== Source data
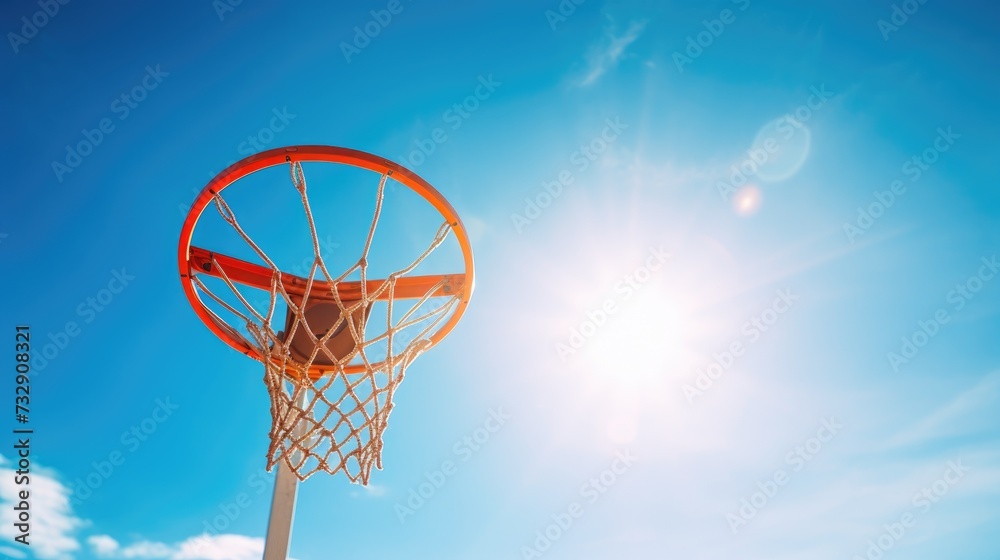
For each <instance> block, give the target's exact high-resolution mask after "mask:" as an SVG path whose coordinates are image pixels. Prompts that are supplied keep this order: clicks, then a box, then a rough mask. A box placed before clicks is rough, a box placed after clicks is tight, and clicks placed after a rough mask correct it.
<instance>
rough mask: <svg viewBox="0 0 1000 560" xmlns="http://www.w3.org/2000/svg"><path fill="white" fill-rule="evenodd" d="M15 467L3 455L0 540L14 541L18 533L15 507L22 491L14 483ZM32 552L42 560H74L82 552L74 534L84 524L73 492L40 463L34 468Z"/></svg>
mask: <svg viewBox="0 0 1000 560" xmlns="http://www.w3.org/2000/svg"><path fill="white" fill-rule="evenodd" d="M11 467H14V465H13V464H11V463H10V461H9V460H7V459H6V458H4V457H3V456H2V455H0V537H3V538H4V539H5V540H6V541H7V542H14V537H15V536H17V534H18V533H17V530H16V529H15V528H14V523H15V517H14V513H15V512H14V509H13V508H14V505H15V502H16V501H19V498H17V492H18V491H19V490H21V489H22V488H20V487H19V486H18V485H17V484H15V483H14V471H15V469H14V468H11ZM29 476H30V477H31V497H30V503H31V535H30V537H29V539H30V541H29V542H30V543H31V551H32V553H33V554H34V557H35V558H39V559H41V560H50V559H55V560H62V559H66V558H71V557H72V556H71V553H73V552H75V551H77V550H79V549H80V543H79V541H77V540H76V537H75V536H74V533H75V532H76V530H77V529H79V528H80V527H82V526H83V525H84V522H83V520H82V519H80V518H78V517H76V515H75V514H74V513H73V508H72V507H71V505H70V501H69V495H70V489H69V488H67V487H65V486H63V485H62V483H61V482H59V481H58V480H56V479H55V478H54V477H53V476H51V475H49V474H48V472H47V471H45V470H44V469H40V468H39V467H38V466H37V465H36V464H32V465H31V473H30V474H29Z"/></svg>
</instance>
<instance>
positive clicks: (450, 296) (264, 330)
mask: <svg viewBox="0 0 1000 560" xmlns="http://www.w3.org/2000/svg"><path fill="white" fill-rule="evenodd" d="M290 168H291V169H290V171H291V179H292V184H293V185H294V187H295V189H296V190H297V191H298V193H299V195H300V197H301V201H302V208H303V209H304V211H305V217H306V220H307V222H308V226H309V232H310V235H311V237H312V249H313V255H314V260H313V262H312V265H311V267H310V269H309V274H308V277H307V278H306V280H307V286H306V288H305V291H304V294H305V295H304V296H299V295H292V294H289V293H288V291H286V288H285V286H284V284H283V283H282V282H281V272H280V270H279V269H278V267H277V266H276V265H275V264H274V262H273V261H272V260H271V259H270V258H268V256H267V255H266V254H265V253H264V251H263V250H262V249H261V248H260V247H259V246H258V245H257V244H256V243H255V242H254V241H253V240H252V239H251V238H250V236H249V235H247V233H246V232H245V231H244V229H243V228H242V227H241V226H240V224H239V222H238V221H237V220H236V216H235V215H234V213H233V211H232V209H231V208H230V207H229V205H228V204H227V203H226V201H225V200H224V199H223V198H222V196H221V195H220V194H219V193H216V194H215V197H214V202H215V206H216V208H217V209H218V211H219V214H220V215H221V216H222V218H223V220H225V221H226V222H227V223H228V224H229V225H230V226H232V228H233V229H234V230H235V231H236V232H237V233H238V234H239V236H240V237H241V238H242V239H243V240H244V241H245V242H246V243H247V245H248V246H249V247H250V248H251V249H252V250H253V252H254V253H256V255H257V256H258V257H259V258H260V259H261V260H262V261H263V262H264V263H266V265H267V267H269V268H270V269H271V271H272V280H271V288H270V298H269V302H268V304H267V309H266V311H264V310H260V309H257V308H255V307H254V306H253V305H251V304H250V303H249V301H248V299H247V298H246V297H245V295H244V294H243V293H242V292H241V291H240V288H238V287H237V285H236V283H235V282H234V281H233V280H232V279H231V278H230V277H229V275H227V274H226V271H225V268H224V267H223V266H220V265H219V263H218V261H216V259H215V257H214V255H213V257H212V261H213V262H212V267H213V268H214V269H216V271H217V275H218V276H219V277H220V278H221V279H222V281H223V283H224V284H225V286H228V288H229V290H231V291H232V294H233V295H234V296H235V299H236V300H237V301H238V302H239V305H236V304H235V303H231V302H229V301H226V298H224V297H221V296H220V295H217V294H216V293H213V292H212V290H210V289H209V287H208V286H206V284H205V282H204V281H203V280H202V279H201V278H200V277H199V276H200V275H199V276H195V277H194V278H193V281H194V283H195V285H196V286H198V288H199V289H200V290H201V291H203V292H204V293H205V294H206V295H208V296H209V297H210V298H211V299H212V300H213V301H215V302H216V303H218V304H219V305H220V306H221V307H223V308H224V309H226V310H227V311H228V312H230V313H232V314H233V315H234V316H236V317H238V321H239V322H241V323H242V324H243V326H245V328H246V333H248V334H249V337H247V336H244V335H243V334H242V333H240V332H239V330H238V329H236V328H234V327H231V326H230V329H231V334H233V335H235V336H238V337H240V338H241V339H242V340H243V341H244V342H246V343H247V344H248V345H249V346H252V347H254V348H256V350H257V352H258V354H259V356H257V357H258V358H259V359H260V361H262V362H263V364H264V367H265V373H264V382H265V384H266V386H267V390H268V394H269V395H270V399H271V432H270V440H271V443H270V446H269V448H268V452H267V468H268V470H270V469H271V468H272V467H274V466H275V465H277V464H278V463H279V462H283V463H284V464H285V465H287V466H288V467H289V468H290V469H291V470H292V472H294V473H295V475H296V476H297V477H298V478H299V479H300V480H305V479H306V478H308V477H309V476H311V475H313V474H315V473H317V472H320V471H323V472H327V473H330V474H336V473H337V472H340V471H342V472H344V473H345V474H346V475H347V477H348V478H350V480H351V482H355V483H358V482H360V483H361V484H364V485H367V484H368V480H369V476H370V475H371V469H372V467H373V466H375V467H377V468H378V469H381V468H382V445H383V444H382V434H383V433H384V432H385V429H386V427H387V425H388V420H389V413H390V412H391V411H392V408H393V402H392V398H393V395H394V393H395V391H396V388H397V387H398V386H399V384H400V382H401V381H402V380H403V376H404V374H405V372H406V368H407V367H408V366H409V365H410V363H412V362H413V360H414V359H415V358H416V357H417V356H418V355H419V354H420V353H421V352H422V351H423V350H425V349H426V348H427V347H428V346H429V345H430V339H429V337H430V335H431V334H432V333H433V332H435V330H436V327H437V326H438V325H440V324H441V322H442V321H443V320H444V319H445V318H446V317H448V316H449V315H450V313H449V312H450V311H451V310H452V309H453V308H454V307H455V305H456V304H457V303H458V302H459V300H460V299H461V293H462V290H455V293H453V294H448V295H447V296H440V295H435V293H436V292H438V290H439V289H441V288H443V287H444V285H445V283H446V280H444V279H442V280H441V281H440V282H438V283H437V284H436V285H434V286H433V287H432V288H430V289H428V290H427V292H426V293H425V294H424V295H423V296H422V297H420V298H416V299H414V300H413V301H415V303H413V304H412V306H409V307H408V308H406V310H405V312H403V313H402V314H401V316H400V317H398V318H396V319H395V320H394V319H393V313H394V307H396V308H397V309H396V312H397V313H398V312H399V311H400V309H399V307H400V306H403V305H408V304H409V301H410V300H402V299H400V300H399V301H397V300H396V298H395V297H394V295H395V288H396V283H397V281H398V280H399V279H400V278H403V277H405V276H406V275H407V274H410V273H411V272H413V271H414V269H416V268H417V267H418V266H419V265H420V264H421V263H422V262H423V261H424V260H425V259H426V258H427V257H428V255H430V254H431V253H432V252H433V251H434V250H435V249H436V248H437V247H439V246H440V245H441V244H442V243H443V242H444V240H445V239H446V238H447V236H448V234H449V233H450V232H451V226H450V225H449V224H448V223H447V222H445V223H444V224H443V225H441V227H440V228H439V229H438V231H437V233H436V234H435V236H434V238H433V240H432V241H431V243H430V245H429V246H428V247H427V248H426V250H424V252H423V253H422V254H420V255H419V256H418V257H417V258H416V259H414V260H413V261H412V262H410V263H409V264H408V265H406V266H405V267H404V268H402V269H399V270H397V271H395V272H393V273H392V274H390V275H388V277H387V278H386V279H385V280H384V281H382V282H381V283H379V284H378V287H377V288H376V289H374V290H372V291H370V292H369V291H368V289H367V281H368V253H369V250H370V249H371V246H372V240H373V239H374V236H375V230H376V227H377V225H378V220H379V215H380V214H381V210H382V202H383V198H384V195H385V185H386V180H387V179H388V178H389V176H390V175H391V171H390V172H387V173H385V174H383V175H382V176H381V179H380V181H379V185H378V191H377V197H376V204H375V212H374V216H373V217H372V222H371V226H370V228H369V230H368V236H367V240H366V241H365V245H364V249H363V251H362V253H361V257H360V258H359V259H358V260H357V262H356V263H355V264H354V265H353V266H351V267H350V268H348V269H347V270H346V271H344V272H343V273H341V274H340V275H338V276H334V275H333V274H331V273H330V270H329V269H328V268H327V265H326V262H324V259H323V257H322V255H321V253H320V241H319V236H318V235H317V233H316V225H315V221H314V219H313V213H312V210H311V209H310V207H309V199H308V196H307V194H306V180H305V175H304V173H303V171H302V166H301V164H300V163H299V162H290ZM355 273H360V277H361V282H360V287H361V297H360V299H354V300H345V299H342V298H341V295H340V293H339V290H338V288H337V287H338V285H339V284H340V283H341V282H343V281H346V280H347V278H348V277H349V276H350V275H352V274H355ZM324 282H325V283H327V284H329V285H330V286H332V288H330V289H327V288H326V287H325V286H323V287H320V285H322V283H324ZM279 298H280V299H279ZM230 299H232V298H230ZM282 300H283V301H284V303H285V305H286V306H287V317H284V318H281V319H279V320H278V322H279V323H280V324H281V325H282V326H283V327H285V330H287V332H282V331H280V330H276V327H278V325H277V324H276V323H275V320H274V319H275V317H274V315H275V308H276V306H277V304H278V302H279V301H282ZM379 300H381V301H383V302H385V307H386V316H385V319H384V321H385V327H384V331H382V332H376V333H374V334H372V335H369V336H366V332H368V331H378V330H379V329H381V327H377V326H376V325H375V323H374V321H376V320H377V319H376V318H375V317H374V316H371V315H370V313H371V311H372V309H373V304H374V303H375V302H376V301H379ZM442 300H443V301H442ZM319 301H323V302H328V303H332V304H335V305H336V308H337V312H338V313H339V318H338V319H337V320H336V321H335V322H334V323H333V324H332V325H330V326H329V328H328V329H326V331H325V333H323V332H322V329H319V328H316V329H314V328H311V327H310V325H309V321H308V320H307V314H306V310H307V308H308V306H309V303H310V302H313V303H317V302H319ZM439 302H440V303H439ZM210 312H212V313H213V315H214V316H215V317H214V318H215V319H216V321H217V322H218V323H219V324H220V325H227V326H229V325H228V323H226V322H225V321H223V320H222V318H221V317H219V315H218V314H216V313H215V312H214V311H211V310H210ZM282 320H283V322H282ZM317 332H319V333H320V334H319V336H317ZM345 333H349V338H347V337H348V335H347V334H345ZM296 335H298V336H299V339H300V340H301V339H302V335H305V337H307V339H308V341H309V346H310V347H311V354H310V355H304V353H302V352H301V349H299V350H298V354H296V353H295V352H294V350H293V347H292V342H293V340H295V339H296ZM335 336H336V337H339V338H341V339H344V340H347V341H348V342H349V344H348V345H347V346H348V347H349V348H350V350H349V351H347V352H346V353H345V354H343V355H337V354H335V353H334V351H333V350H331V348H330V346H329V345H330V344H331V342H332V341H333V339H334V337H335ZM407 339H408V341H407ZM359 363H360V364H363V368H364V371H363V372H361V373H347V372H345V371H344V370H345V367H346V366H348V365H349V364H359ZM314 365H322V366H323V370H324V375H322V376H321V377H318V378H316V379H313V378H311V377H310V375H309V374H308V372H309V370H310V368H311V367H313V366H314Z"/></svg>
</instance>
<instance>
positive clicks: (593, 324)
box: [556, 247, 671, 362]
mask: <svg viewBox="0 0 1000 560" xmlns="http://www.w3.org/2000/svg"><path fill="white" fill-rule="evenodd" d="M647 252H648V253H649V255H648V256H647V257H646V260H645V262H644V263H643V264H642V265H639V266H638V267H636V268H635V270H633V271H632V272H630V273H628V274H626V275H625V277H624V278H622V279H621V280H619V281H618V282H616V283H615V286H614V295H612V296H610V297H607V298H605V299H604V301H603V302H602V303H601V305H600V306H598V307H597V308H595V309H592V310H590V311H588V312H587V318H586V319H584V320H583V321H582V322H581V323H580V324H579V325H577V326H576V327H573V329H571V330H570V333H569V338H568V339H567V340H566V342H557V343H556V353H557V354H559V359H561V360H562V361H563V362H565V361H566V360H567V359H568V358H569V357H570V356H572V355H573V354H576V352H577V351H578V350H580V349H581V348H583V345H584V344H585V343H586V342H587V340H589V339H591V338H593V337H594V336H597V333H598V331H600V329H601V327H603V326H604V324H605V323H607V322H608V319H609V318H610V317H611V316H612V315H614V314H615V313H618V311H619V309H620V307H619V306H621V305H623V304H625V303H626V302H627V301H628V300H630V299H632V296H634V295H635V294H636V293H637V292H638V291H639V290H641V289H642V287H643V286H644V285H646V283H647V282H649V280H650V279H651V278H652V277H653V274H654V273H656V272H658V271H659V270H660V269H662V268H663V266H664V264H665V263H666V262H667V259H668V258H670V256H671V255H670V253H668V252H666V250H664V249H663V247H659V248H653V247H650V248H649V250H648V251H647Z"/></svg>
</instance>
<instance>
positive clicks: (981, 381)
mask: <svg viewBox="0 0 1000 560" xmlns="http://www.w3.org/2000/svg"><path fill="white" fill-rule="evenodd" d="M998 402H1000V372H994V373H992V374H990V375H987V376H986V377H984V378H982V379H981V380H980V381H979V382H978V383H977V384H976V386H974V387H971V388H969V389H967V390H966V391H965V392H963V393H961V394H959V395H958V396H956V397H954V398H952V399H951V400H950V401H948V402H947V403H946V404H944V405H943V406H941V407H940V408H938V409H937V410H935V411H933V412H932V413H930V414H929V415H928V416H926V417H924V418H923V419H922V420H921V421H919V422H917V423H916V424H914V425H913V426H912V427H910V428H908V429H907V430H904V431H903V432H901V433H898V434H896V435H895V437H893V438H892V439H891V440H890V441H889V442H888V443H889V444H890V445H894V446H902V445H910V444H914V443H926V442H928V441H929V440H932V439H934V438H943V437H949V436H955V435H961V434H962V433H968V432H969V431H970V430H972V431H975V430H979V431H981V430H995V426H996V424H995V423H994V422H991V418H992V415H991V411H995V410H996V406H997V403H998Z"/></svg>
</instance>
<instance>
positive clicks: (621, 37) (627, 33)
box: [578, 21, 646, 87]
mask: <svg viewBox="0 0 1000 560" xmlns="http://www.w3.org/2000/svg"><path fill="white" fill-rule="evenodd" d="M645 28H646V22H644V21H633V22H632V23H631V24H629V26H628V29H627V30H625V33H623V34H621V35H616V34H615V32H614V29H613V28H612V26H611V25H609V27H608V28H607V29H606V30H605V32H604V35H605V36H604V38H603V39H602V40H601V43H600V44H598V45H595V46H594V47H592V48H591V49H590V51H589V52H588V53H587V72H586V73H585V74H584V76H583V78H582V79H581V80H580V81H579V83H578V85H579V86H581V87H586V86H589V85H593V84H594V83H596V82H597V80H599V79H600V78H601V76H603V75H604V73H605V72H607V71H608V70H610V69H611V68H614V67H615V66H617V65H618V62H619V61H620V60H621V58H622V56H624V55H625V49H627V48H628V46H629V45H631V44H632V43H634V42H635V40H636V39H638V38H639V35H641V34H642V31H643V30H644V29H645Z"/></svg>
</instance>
====
== Source data
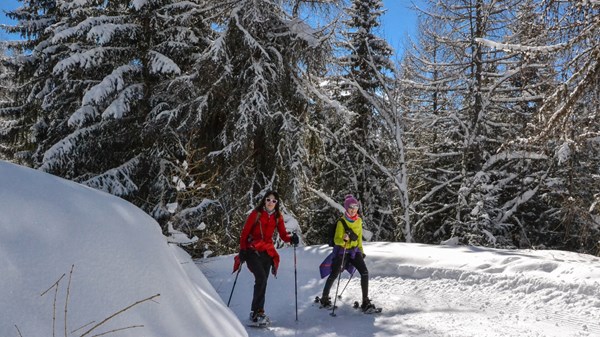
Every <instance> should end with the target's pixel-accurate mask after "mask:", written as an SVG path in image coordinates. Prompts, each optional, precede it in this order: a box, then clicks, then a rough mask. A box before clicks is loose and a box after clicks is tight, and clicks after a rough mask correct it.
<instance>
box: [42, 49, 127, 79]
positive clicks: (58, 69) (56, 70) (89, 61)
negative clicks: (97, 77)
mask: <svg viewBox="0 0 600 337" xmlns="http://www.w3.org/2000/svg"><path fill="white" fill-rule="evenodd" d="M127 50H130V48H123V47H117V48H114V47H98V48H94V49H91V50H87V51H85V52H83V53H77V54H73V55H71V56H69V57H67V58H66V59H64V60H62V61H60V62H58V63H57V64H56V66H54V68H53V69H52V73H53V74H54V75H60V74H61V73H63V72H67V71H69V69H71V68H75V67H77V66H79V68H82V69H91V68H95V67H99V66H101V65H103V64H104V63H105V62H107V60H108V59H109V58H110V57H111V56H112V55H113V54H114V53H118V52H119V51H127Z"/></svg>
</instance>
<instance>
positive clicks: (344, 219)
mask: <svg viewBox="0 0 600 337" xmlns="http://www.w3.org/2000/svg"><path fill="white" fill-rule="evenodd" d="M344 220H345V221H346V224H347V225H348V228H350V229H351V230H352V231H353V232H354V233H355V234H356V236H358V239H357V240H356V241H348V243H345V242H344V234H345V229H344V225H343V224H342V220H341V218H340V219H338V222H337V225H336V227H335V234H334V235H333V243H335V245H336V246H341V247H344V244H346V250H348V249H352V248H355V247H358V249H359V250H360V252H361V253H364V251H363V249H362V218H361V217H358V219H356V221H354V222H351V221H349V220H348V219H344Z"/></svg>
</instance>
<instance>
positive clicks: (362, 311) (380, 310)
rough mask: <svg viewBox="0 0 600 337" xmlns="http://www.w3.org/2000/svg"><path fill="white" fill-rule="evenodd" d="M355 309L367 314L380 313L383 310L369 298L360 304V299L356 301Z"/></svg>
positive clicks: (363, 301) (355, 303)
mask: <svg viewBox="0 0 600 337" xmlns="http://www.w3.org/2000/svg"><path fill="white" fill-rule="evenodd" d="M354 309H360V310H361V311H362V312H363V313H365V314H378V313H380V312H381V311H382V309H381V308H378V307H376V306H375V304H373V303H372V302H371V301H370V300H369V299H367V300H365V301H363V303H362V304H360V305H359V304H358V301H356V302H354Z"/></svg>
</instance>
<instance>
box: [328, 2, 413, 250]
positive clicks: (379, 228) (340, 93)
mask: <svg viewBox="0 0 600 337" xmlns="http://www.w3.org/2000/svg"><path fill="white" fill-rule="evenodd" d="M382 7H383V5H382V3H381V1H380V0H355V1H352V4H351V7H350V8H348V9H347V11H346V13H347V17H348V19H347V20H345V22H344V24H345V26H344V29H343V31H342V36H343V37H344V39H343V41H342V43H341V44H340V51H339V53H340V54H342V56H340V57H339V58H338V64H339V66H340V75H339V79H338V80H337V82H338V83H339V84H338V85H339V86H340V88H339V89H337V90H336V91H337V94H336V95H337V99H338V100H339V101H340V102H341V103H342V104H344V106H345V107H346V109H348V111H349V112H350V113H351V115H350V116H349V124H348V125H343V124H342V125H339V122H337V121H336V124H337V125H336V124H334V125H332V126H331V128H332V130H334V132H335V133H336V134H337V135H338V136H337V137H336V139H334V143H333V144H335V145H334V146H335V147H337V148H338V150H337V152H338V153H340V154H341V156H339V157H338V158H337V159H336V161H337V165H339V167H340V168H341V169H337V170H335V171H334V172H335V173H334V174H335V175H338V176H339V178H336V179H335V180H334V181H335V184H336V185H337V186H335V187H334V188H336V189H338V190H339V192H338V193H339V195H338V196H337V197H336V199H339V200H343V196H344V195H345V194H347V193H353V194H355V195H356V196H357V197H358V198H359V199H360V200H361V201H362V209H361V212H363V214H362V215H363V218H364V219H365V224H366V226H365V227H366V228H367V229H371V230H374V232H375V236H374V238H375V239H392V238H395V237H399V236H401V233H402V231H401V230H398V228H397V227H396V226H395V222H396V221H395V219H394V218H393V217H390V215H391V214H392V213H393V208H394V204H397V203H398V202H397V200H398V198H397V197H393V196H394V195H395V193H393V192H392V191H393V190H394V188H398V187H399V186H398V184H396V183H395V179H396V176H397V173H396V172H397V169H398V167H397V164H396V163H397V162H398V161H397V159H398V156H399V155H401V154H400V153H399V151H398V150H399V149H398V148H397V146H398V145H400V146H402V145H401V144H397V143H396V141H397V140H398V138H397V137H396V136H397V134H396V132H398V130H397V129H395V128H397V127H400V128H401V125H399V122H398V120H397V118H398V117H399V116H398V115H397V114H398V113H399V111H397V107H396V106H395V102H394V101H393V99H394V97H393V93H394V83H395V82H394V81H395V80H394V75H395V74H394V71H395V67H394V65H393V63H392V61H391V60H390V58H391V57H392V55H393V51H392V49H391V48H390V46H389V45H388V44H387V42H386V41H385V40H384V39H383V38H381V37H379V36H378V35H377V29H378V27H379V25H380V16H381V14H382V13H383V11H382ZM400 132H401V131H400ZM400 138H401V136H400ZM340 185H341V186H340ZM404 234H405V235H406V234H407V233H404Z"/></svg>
====
- _Requirement_: Every line that includes "Prompts" must be copied from the material above.

- _Result_:
For each <instance> block, give the target's exact high-resolution mask after "mask:" as an SVG path whose coordinates are image pixels. Prompts that are supplied keep this order: clicks, then a box, then a rough mask. A box placed before clicks is rough, a box placed after clicks is tight, and clicks placed after a rough mask correct it.
Every <instance> should end with the target's pixel-accurate mask after "mask:", written as an SVG path in image coordinates. Prompts, each optional, precede it in this order: a box, then clicks, then a rough mask. A box before clicks is loose and a box after clicks is tight, and clicks after a rough mask correct it.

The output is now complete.